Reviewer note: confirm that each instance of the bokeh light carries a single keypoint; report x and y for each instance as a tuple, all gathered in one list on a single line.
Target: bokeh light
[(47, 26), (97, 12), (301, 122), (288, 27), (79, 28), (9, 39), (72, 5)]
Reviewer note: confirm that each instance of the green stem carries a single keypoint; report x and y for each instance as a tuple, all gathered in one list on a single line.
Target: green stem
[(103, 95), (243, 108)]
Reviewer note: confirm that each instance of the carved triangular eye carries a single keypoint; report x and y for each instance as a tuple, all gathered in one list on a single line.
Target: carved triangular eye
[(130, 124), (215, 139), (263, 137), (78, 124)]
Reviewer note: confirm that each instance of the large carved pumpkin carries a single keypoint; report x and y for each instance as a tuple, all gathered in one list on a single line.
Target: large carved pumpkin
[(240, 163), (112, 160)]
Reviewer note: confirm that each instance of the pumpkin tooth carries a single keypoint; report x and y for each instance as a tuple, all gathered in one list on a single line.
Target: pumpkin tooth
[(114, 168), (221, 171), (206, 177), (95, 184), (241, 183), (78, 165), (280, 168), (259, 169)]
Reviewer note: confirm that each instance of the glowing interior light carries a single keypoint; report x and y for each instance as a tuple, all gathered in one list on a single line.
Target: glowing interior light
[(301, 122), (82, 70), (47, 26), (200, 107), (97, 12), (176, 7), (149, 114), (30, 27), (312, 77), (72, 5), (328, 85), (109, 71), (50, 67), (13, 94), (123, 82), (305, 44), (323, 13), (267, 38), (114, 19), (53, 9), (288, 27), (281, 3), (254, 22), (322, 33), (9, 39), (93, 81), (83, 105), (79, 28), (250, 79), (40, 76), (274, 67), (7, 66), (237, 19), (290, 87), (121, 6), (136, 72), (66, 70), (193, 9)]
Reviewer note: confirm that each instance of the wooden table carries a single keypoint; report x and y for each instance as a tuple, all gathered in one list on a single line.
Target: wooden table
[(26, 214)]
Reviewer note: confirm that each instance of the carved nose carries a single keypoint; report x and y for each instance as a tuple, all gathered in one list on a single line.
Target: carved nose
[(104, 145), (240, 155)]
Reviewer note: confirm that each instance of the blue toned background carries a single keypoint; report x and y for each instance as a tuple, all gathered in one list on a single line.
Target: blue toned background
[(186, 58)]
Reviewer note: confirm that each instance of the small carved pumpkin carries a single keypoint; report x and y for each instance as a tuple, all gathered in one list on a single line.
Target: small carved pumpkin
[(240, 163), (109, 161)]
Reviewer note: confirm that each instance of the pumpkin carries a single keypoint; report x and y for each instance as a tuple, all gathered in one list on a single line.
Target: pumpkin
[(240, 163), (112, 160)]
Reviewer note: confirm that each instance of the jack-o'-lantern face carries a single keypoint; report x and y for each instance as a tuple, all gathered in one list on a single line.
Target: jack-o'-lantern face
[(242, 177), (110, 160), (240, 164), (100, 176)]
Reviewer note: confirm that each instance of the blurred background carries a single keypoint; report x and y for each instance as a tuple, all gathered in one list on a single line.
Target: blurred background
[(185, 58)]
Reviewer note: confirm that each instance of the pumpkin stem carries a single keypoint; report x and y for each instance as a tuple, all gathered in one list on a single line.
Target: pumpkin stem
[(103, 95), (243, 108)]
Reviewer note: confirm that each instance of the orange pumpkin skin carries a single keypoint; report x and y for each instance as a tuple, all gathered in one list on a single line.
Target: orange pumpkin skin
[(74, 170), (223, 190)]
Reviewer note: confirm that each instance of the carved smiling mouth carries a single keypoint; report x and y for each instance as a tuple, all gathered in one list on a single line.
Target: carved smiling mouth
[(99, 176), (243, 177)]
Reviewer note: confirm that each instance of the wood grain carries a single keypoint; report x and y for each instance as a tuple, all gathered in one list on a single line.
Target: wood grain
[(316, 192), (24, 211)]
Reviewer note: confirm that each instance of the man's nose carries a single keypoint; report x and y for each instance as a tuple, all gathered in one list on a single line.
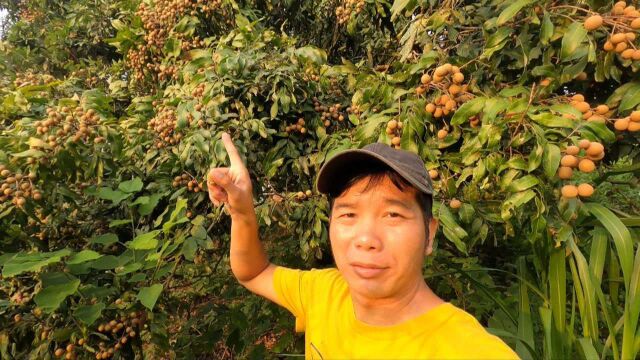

WORK REQUEST >>
All lines above from the line with "Reviewer note: confirm that each instance of the wooden" through the line with "Reviewer note: confirm that each instance of the jack-o'-lantern", both included, are to be set down exactly, with nothing else.

FINISHED TASK >>
Reviewer note: confirm that each instance of the wooden table carries a single keypoint; report x and y for each instance as a tuple, all gathered in one list on a single line.
Target: wooden table
[(26, 214)]
Reviewer note: confirm that each instance of the carved nose carries a single keypoint; report x and y for each instance as a tuple, all gathered in one list on a single line.
Target: carved nose
[(104, 145), (240, 155)]
Reviewer note: confirm that each instance of the blue toned background carries a single keypoint; report x and y for each instance as a tuple, all gathered in one list on a single line.
Target: blue toned background
[(186, 58)]
Reviewer note: confirm that each instance of the small carved pumpkin carries a single keypoint; report x and y for each instance as a tuple, all gathered in one list on a single line.
Target: small carved pumpkin
[(240, 163), (109, 161)]
Reviewer note: confirm that each instance of the pumpkin carries a single keypoint; report x and y for each instance as a tuple, all gathered in one list on a single line.
Target: pumpkin
[(240, 163), (112, 160)]
Reviewer note: confirm that each instance of the jack-o'-lantern face carries a single keypoint; report x and y for each instance as a tuple, all gathered in one list on a single line.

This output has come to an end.